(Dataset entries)
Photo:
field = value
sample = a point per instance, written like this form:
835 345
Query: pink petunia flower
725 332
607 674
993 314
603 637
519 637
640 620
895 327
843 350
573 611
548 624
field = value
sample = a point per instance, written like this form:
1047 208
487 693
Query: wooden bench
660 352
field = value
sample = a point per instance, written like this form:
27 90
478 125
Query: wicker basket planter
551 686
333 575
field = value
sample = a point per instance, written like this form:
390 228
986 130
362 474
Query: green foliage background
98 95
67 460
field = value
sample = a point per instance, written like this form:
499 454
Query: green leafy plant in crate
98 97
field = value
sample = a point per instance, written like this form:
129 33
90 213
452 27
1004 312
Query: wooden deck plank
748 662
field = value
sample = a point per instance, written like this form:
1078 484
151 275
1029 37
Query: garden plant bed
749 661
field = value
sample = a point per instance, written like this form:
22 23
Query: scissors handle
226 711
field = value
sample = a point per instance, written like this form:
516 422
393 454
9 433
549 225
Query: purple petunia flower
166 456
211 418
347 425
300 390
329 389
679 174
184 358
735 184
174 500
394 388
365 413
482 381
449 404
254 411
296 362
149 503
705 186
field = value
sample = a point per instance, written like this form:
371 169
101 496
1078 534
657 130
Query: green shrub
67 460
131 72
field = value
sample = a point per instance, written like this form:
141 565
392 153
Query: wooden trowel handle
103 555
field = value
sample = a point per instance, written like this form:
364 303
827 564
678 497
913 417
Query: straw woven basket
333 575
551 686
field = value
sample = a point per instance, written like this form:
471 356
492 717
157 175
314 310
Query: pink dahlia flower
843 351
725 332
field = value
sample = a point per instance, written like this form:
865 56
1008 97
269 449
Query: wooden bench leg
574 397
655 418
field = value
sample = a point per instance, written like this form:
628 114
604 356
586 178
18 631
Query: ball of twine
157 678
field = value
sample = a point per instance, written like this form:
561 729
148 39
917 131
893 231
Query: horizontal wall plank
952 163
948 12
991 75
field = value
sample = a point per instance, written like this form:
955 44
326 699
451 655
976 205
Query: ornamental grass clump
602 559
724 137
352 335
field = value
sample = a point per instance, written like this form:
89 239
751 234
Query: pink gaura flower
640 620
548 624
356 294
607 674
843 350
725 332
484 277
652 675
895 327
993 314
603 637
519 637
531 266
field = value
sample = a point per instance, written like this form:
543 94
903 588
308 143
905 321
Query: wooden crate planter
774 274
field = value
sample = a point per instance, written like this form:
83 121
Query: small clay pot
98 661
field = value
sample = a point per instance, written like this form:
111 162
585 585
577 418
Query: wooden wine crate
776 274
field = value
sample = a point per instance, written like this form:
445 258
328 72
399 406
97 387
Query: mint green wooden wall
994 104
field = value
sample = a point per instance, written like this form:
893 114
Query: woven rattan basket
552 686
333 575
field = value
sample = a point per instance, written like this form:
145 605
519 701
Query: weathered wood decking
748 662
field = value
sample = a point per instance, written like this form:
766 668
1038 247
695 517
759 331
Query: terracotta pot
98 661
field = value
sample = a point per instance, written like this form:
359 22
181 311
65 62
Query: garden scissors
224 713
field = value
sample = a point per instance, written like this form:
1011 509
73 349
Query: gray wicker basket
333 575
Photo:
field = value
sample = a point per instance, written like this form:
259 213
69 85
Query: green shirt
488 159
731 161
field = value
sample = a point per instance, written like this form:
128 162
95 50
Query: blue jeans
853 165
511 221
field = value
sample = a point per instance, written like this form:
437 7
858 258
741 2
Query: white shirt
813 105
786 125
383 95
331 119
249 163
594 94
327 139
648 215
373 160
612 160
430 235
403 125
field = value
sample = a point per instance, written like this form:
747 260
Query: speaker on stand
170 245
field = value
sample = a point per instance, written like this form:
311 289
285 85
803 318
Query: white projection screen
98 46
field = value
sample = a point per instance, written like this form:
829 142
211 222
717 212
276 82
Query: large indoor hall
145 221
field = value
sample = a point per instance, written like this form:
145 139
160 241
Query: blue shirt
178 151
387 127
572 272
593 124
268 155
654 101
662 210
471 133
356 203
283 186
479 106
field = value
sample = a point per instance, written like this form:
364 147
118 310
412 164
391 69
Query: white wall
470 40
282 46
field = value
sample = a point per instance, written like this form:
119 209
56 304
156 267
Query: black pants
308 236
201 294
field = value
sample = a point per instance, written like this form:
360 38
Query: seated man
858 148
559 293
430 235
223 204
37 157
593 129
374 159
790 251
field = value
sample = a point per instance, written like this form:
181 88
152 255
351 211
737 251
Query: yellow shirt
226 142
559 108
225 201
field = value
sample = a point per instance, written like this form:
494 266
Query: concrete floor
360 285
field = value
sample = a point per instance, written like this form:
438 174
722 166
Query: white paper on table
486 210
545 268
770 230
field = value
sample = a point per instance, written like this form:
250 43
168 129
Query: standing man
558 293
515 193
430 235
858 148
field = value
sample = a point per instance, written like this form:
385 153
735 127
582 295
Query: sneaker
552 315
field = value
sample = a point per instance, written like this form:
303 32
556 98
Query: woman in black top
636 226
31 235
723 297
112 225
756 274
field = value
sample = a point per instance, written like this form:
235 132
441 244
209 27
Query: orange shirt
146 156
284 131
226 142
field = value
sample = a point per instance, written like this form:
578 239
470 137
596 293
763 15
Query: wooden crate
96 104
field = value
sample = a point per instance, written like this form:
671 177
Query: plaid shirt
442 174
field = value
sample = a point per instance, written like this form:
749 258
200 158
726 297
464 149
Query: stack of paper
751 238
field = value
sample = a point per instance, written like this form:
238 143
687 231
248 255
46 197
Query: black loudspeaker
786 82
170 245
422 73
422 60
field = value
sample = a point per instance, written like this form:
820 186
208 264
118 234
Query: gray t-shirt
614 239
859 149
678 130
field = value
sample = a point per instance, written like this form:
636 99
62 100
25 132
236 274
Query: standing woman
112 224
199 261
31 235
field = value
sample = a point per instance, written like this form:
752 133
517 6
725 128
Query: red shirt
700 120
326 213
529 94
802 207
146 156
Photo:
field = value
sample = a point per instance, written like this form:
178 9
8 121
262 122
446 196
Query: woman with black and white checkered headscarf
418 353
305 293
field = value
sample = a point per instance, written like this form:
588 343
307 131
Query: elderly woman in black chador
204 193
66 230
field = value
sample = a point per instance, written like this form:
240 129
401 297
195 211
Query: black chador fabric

> _TASK_
Please retype all of the data above exactly as written.

> _RESULT_
Photo:
field = value
sample = a point per instance, written like this form:
835 345
Query: pink petunia flower
725 332
607 674
993 314
603 637
519 637
640 620
895 327
843 350
573 611
548 624
field = value
sample = a point per instance, written like this form:
1047 208
487 693
Query: wooden bench
660 352
field = value
sample = a point per instance, written like this form:
27 90
478 125
Query: wicker basket planter
551 686
333 575
field = value
sample = a point per instance, written like this form:
390 228
986 130
362 474
Query: green foliage background
98 95
67 460
field = value
sample = a point per instance, written like this form:
499 454
Query: green leafy plant in crate
98 97
field = value
sample = a point per instance, written like this form:
129 33
90 213
452 27
1004 312
Query: wooden deck plank
748 662
field = value
sample = a point per instance, written like this form:
1078 484
151 275
1029 37
Query: garden plant bed
749 661
field = value
sample = a point per instance, written like this form:
22 23
Query: scissors handle
226 711
field = value
sample = a point per instance, written like this form:
516 422
393 454
9 433
549 225
Query: purple petunia flower
166 456
211 418
347 425
300 390
329 389
679 174
184 358
735 184
174 500
394 388
365 413
482 381
449 404
254 411
296 362
149 503
705 186
field = value
sample = a point per instance, written like this form:
371 169
101 496
1078 534
657 130
Query: green shrub
67 460
131 72
field = value
sample = a point per instance, written like this form:
141 565
392 153
Query: wooden trowel handle
103 555
field = value
sample = a point per instance, written like this form:
364 303
827 564
678 497
913 417
Query: straw woven basket
333 575
551 686
field = value
sample = a point per instance, written like this form:
471 356
492 717
157 175
314 310
Query: pink dahlia flower
843 351
725 332
field = value
sample = a point per instance, written like this form:
865 56
1008 97
269 449
Query: wooden bench leg
574 397
655 418
field = value
sample = a point per instance, written like this form:
628 114
604 356
586 178
18 631
Query: ball of twine
157 678
field = value
sample = a point per instance, written like this form:
561 729
148 39
917 131
893 231
Query: horizontal wall plank
952 163
948 12
991 75
field = value
sample = a point per instance, written like this form:
955 44
326 699
451 655
976 205
Query: ornamental grass clump
602 559
724 137
352 335
field = value
sample = a point per instance, written like this form:
89 239
751 234
Query: pink gaura flower
640 620
548 624
356 294
607 674
843 350
725 332
484 277
652 675
895 327
993 314
603 637
519 637
531 266
field = value
sample = a point per instance, written like this form:
543 94
903 588
308 143
905 321
Query: wooden crate planter
774 274
field = value
sample = a point per instance, written like this form:
83 121
Query: small clay pot
98 661
field = value
sample = a point per instance, written like this form:
111 162
585 585
577 418
Query: wooden wine crate
776 274
field = value
sample = a point per instance, written like this form:
445 258
328 72
399 406
97 387
Query: mint green wooden wall
994 104
field = value
sample = a point per instance, written like this form:
893 114
Query: woven rattan basket
552 686
333 575
field = value
sample = a point per instance, written like this form:
145 605
519 701
Query: weathered wood decking
748 662
field = value
sample = a point per instance, written like this form:
766 668
1038 247
695 517
759 331
Query: terracotta pot
98 661
field = value
sample = a point per instance, written like this form:
359 22
181 311
65 62
Query: garden scissors
224 713
field = value
sample = a point per instance, written like this form:
1011 509
73 349
Query: gray wicker basket
333 575
Photo:
field = value
sample = a point per instance, written like this form:
259 213
69 85
Query: green shirt
488 159
731 161
field = value
sample = a point per instance, written like this form:
128 162
95 50
Query: blue jeans
853 165
511 221
field = value
sample = a point per instance, written like this form:
437 7
858 258
741 2
Query: white shirt
813 105
786 125
383 95
331 119
249 163
594 94
327 139
648 215
373 160
612 160
430 235
403 125
field = value
sample = a point per instance, written like this form:
747 260
Query: speaker on stand
170 245
field = value
sample = a point per instance, written like this form:
311 289
285 85
803 318
Query: white projection screen
98 46
field = value
sample = a point per instance, written like this form:
829 142
211 222
717 212
276 82
Query: large indoor hall
145 221
field = value
sample = a point per instance, written like this form:
145 139
160 241
Query: blue shirt
178 151
387 127
572 272
593 124
268 155
654 101
662 210
471 133
356 203
283 186
479 106
field = value
sample = a point per instance, written like this form:
364 147
118 310
412 164
391 69
Query: white wall
470 40
282 46
field = value
sample = a point per instance, written like this form:
119 209
56 304
156 267
Query: black pants
308 236
201 294
field = value
sample = a point per instance, written like this form:
360 38
Query: seated man
858 148
559 293
430 235
223 204
37 157
593 129
374 159
790 251
field = value
sample = a point per instance, written like this form:
181 88
152 255
351 211
737 251
Query: yellow shirt
226 142
559 108
225 201
field = value
sample = a point per instance, written like this form:
494 266
Query: concrete floor
360 285
field = value
sample = a point per instance, written like this form:
438 174
722 166
Query: white paper on table
486 210
545 268
770 230
field = value
sample = a point per instance, written like this form:
250 43
168 129
Query: standing man
558 293
515 193
430 235
858 148
field = value
sample = a point per instance, written like this form:
385 153
735 127
582 295
Query: sneaker
552 315
field = value
sample = a point per instance, written like this form:
303 32
556 98
Query: woman in black top
636 226
31 235
723 297
112 225
756 274
field = value
sample = a point per instance, written like this form:
235 132
441 244
209 27
Query: orange shirt
146 156
284 131
226 142
field = value
sample = a point per instance, written like this form:
578 239
470 137
596 293
763 15
Query: wooden crate
96 104
field = value
sample = a point per instance, written like this form:
671 177
Query: plaid shirt
442 174
field = value
sample = a point per instance, written like this form:
749 258
200 158
726 297
464 149
Query: stack of paper
751 238
field = value
sample = a point per instance, written like this form:
238 143
687 231
248 255
46 197
Query: black loudspeaker
786 82
170 245
422 73
422 60
field = value
sample = a point per instance, written like this form:
820 186
208 264
118 234
Query: gray t-shirt
614 239
859 149
678 130
field = value
sample = a point per instance, written like this form:
636 99
62 100
25 132
236 274
Query: standing woman
112 224
199 261
31 235
field = value
sample = a point per instance, written like this form:
752 133
517 6
725 128
Query: red shirt
700 120
326 213
529 94
802 207
146 156
Photo:
field = value
sample = a point per instance, written like this form:
178 9
8 121
262 122
446 196
Query: woman with black and white checkered headscarf
418 353
305 293
field = value
sample = a point per instance, written like this form:
588 343
307 131
Query: elderly woman in black chador
204 193
66 230
field = value
sample = a point per instance, written like this form:
240 129
401 297
195 211
Query: black chador fabric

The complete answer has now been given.